Word for word, restate the lines of the data below between those holding "Target: layered sedimentary rock" and "Target: highway", inclusive; pictures do not belong in the copy.
++++ MATERIAL SHOWN ++++
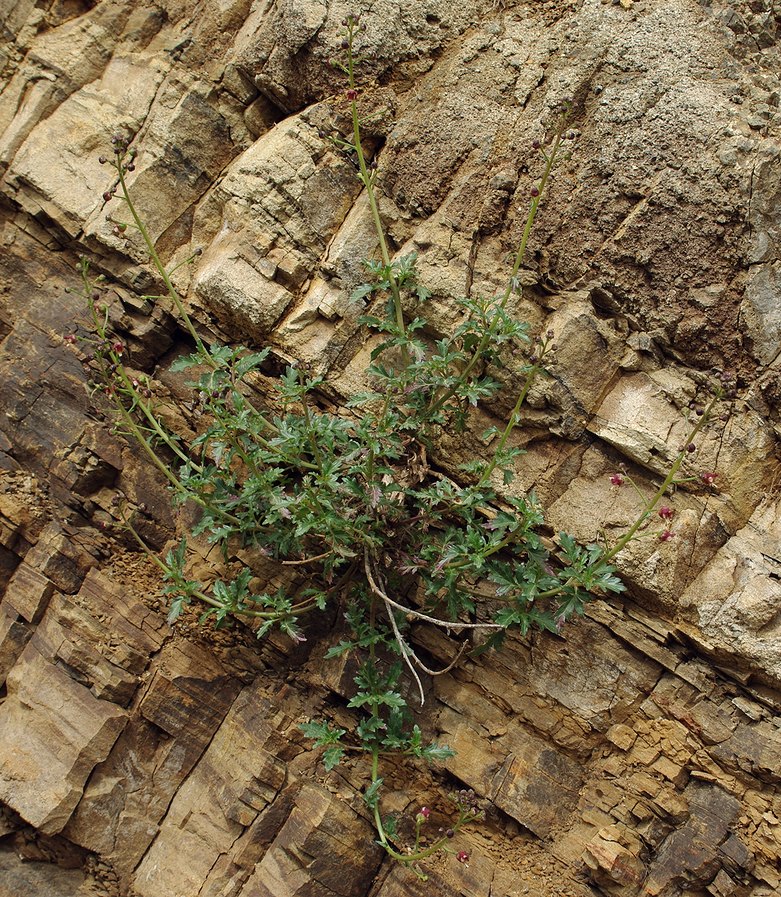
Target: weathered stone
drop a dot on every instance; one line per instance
(14, 635)
(689, 857)
(128, 794)
(63, 557)
(236, 779)
(310, 853)
(653, 259)
(28, 593)
(45, 707)
(736, 600)
(102, 637)
(612, 866)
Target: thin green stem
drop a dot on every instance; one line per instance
(150, 246)
(368, 181)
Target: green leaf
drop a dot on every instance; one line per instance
(332, 756)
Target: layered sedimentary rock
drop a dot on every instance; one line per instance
(635, 754)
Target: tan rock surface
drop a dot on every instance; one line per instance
(636, 754)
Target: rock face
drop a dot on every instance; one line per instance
(636, 754)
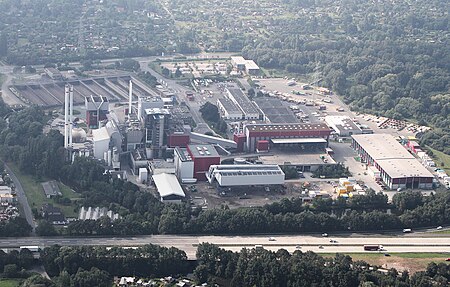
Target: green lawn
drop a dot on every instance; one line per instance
(441, 157)
(10, 282)
(35, 193)
(411, 261)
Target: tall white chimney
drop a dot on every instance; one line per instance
(70, 114)
(130, 97)
(66, 115)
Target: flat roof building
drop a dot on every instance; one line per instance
(245, 175)
(248, 109)
(203, 156)
(294, 134)
(398, 168)
(168, 187)
(229, 110)
(343, 125)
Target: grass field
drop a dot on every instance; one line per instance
(35, 193)
(10, 282)
(441, 157)
(412, 262)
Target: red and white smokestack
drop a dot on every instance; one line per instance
(66, 116)
(130, 95)
(70, 114)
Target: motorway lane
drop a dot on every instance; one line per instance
(22, 198)
(235, 243)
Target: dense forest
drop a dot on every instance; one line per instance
(388, 57)
(259, 267)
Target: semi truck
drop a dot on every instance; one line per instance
(373, 247)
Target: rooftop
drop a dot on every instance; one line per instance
(391, 156)
(298, 140)
(242, 101)
(251, 65)
(157, 111)
(229, 106)
(96, 99)
(239, 60)
(341, 123)
(203, 151)
(167, 184)
(382, 146)
(287, 127)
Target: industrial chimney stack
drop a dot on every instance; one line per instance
(130, 97)
(68, 115)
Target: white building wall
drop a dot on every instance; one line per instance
(100, 147)
(250, 180)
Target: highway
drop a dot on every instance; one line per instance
(22, 198)
(235, 243)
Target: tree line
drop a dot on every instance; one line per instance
(260, 267)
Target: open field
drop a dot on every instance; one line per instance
(412, 262)
(35, 193)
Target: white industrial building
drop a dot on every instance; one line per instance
(397, 167)
(106, 139)
(245, 174)
(148, 103)
(168, 187)
(343, 125)
(242, 64)
(184, 165)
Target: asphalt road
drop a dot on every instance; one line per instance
(235, 243)
(22, 198)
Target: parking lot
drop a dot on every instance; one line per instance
(115, 88)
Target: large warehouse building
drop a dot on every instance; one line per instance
(245, 174)
(398, 168)
(249, 111)
(304, 136)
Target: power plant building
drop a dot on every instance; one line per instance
(156, 129)
(97, 108)
(398, 168)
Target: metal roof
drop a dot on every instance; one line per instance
(287, 127)
(167, 184)
(242, 101)
(298, 140)
(391, 156)
(203, 150)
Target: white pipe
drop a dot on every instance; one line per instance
(71, 114)
(130, 95)
(66, 115)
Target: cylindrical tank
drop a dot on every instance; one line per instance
(109, 157)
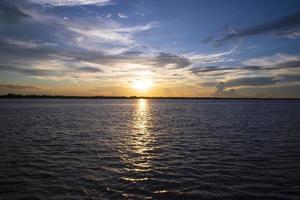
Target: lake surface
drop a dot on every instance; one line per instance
(149, 149)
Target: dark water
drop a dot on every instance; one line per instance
(149, 149)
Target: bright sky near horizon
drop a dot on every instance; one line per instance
(150, 47)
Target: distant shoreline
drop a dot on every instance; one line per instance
(33, 96)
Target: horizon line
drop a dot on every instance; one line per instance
(41, 96)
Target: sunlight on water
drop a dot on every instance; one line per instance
(139, 144)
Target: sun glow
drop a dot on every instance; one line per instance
(142, 84)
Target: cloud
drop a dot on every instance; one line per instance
(287, 26)
(11, 13)
(211, 58)
(250, 81)
(270, 61)
(71, 2)
(18, 87)
(122, 16)
(221, 91)
(89, 69)
(171, 60)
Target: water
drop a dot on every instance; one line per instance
(149, 149)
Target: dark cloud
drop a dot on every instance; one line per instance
(250, 81)
(10, 13)
(288, 24)
(226, 89)
(208, 69)
(221, 91)
(89, 69)
(19, 87)
(164, 59)
(290, 78)
(28, 71)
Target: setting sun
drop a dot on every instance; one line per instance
(142, 84)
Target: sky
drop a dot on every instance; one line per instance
(191, 48)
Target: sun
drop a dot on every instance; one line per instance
(142, 84)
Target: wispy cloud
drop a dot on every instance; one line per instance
(288, 26)
(18, 87)
(71, 2)
(11, 13)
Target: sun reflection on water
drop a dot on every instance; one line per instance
(139, 144)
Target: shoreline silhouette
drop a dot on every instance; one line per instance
(35, 96)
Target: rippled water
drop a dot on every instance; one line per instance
(156, 149)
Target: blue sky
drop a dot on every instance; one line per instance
(183, 48)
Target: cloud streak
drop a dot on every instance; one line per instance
(288, 25)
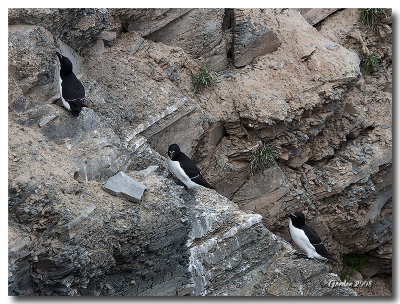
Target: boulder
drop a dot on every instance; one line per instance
(251, 39)
(124, 186)
(78, 27)
(31, 58)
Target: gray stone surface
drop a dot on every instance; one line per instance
(67, 236)
(124, 186)
(147, 21)
(251, 39)
(196, 32)
(48, 118)
(31, 58)
(78, 27)
(315, 15)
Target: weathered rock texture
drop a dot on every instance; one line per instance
(79, 28)
(330, 121)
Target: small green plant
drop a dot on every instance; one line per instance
(202, 79)
(370, 16)
(351, 265)
(263, 156)
(370, 61)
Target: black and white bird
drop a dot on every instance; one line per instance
(185, 169)
(306, 238)
(71, 89)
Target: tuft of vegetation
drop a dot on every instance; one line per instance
(263, 156)
(351, 265)
(371, 16)
(202, 79)
(370, 61)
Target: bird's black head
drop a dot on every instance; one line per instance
(298, 219)
(173, 151)
(66, 64)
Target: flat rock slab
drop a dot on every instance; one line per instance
(46, 119)
(315, 15)
(124, 186)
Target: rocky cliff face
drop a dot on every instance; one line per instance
(302, 90)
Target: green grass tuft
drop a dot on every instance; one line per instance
(202, 79)
(370, 16)
(263, 156)
(370, 61)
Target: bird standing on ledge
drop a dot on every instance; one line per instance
(185, 169)
(71, 89)
(306, 238)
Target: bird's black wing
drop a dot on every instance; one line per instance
(72, 89)
(317, 243)
(192, 171)
(311, 234)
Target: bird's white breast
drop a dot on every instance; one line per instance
(176, 169)
(301, 240)
(65, 104)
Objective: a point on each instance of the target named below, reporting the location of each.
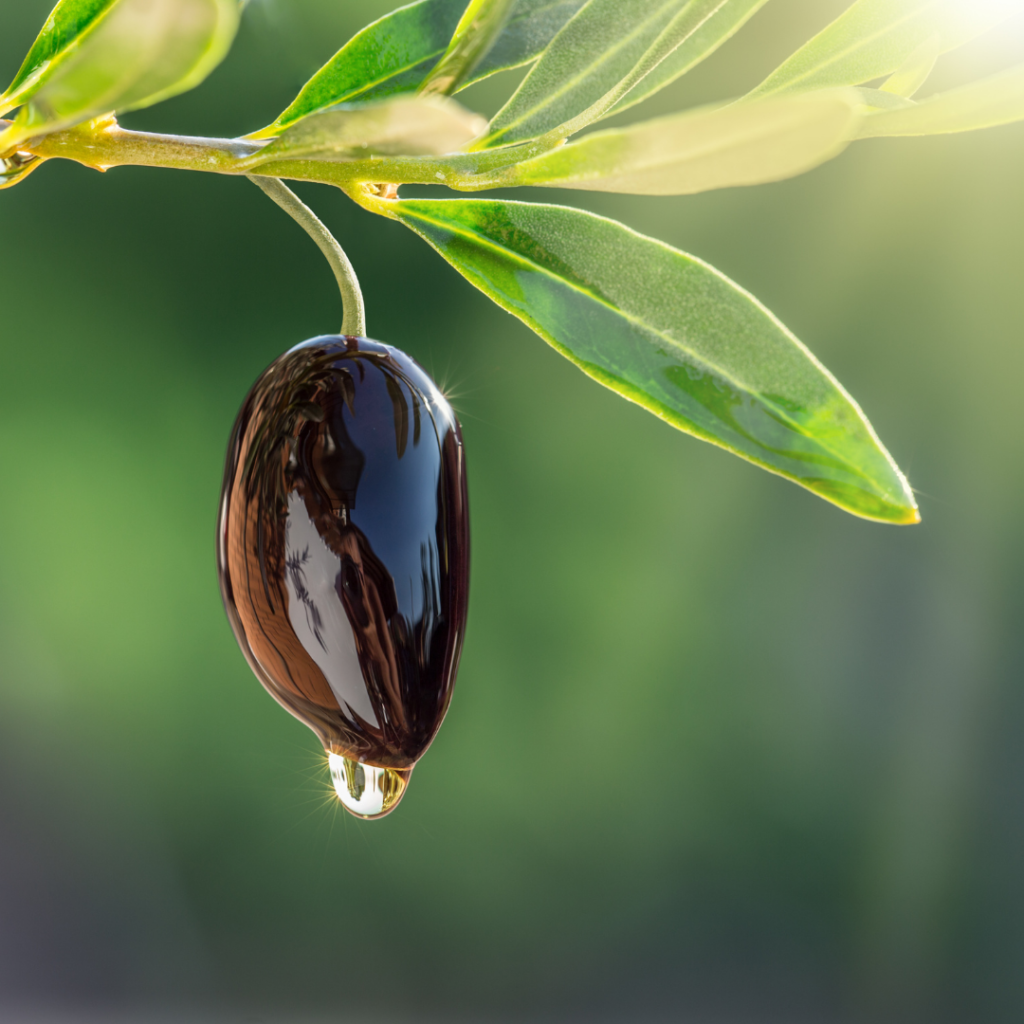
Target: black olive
(343, 550)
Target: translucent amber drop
(343, 549)
(366, 791)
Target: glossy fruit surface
(343, 549)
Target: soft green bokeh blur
(719, 753)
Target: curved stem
(354, 315)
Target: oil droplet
(366, 791)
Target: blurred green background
(719, 753)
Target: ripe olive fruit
(343, 551)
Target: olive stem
(354, 314)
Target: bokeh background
(719, 752)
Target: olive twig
(354, 315)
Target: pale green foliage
(718, 29)
(913, 72)
(68, 22)
(995, 100)
(412, 125)
(875, 37)
(474, 35)
(656, 326)
(396, 53)
(674, 335)
(129, 54)
(594, 61)
(739, 144)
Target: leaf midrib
(517, 257)
(863, 41)
(655, 163)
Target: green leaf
(995, 100)
(721, 27)
(740, 144)
(404, 125)
(395, 54)
(913, 73)
(67, 22)
(390, 56)
(597, 58)
(473, 36)
(672, 334)
(876, 37)
(532, 25)
(131, 54)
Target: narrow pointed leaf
(596, 59)
(473, 36)
(913, 73)
(391, 56)
(395, 54)
(132, 54)
(875, 37)
(67, 22)
(404, 125)
(995, 100)
(669, 332)
(740, 144)
(721, 27)
(528, 31)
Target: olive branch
(653, 324)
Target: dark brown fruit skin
(343, 545)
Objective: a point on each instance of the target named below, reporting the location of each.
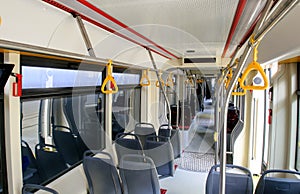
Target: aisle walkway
(198, 156)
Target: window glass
(298, 143)
(56, 132)
(41, 77)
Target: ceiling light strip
(236, 19)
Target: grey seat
(143, 130)
(31, 188)
(127, 143)
(160, 150)
(101, 173)
(50, 162)
(174, 136)
(30, 170)
(138, 175)
(236, 183)
(276, 185)
(65, 142)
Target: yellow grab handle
(162, 83)
(145, 78)
(229, 78)
(169, 81)
(110, 78)
(254, 66)
(242, 93)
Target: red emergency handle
(17, 86)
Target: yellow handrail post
(169, 81)
(109, 78)
(161, 81)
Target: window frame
(297, 152)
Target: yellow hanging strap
(228, 78)
(254, 65)
(161, 81)
(240, 93)
(110, 78)
(145, 81)
(189, 81)
(169, 81)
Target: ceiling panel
(201, 25)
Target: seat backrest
(29, 165)
(66, 144)
(31, 188)
(160, 150)
(143, 130)
(101, 173)
(138, 175)
(240, 183)
(276, 185)
(50, 162)
(174, 137)
(27, 152)
(127, 143)
(72, 115)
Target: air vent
(199, 60)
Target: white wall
(284, 120)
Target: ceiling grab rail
(228, 78)
(253, 66)
(161, 86)
(169, 81)
(159, 81)
(145, 78)
(263, 28)
(109, 78)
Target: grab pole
(161, 87)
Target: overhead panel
(96, 16)
(201, 25)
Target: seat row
(239, 181)
(137, 174)
(161, 148)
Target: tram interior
(142, 97)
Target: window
(39, 77)
(62, 116)
(71, 124)
(126, 103)
(3, 180)
(297, 166)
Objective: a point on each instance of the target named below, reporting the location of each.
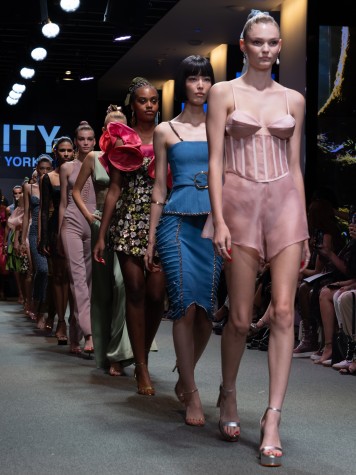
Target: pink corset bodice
(255, 151)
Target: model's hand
(305, 256)
(222, 241)
(149, 259)
(60, 249)
(91, 218)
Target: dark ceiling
(85, 43)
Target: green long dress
(110, 337)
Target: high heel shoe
(143, 390)
(61, 332)
(269, 460)
(180, 396)
(192, 421)
(49, 324)
(40, 321)
(222, 425)
(88, 347)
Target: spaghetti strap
(233, 93)
(174, 130)
(287, 101)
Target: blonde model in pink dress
(261, 205)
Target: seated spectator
(325, 233)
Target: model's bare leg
(328, 317)
(240, 277)
(191, 334)
(284, 271)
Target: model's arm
(26, 216)
(218, 107)
(159, 192)
(46, 198)
(86, 170)
(64, 172)
(111, 199)
(297, 108)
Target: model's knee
(282, 316)
(238, 325)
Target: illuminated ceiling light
(11, 101)
(38, 54)
(15, 95)
(27, 73)
(50, 30)
(69, 5)
(19, 88)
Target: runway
(61, 415)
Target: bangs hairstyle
(191, 66)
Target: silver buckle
(199, 181)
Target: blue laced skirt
(191, 267)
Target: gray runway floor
(60, 415)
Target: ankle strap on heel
(191, 392)
(226, 390)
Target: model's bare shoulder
(221, 94)
(220, 88)
(161, 129)
(295, 96)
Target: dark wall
(43, 106)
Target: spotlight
(86, 78)
(15, 95)
(69, 5)
(10, 101)
(50, 30)
(121, 37)
(38, 54)
(27, 73)
(19, 88)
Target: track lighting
(50, 30)
(69, 5)
(38, 54)
(19, 88)
(27, 73)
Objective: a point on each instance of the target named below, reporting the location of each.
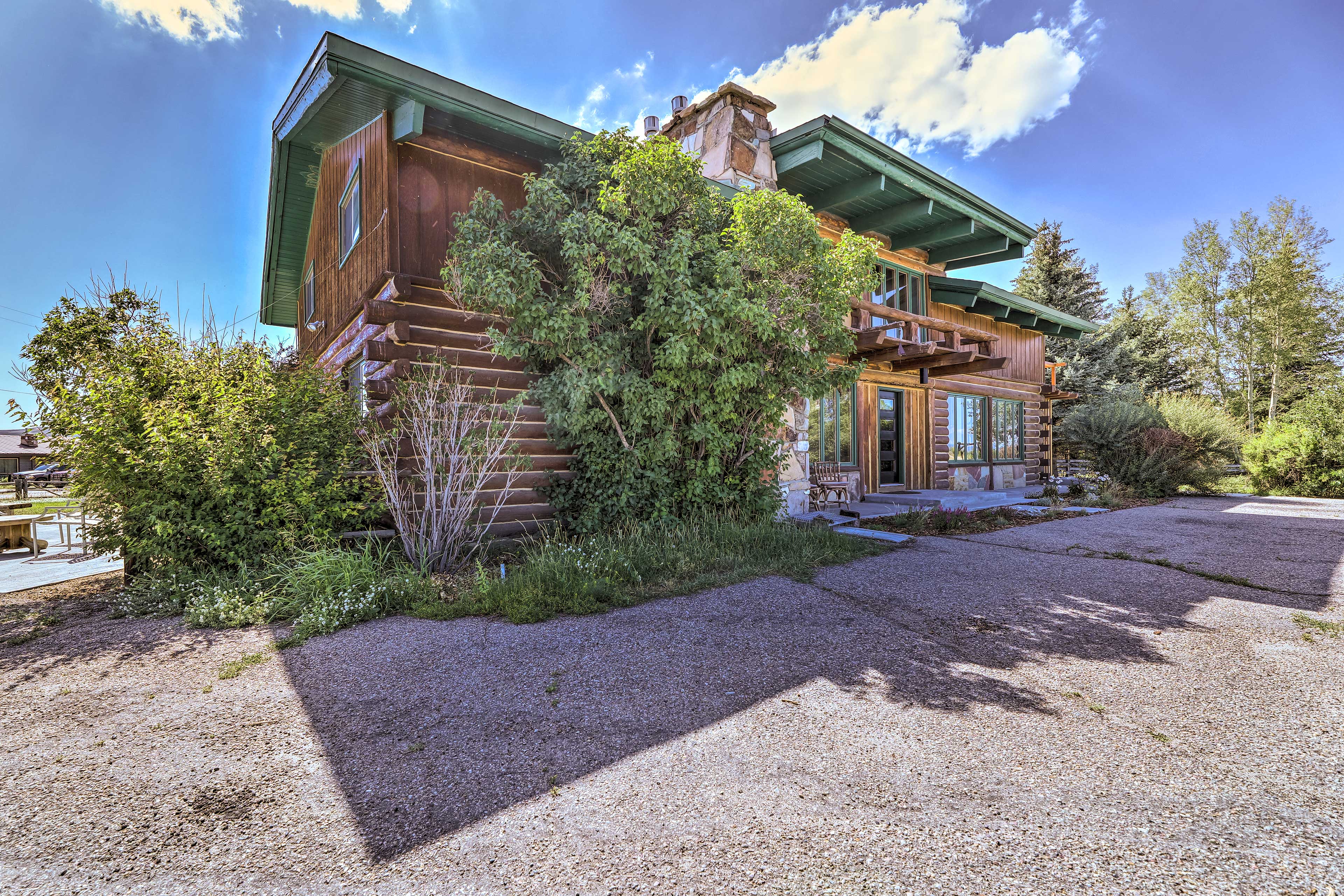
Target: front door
(891, 439)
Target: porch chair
(827, 483)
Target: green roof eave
(861, 156)
(363, 84)
(1004, 306)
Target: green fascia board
(971, 249)
(882, 159)
(990, 308)
(967, 293)
(390, 84)
(976, 261)
(850, 191)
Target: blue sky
(140, 140)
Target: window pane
(845, 426)
(815, 430)
(828, 428)
(964, 425)
(1007, 426)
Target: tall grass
(558, 574)
(320, 589)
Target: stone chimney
(732, 133)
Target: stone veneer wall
(732, 132)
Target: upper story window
(310, 296)
(902, 290)
(350, 216)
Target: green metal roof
(991, 301)
(842, 170)
(343, 88)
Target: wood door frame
(902, 434)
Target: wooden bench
(828, 485)
(21, 531)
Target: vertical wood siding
(339, 287)
(437, 178)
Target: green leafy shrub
(1131, 442)
(948, 520)
(328, 589)
(1214, 436)
(1303, 452)
(191, 453)
(670, 327)
(561, 574)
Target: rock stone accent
(732, 132)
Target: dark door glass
(890, 439)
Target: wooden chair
++++
- [WRITTEN ANSWER]:
Target: layered sedimentary rock
drop a dot on every instance; one line per instance
(635, 754)
Target: tan rock surface
drop a dot on every instance; one line per instance
(636, 754)
Target: rock face
drop a dot on every instance; one line per instance
(636, 754)
Target: green lawn
drop a dot on every instance; one line per instance
(441, 157)
(10, 282)
(35, 193)
(411, 261)
Target: tall white chimney
drop a dot on every instance; one line per instance
(70, 114)
(130, 97)
(66, 115)
Target: flat roof building
drop a dot on every instance; one line per instance
(245, 175)
(248, 109)
(203, 156)
(294, 134)
(398, 168)
(168, 187)
(229, 110)
(343, 125)
Target: grass field
drop a dot on every instance; one line per instance
(35, 193)
(10, 282)
(441, 157)
(412, 262)
Target: red and white smokestack
drop a dot on every instance; one line per instance
(66, 116)
(130, 95)
(70, 114)
Target: motorway lane
drop a dot on every instance; one line per instance
(22, 198)
(235, 243)
Target: dense forest
drop a dot on every instance; one line per instance
(388, 57)
(259, 267)
Target: semi truck
drop a dot on every instance; one line per instance
(373, 247)
Target: rooftop
drop a dot on every instance; one line per instance
(391, 156)
(298, 140)
(242, 101)
(251, 65)
(157, 111)
(229, 106)
(96, 99)
(239, 60)
(341, 123)
(203, 151)
(167, 184)
(382, 146)
(287, 127)
Target: industrial chimney stack
drop a dot on every instance; one line per instance
(130, 97)
(68, 115)
Target: white building wall
drop a dot on every instance; one line per instance
(100, 147)
(250, 180)
Target: highway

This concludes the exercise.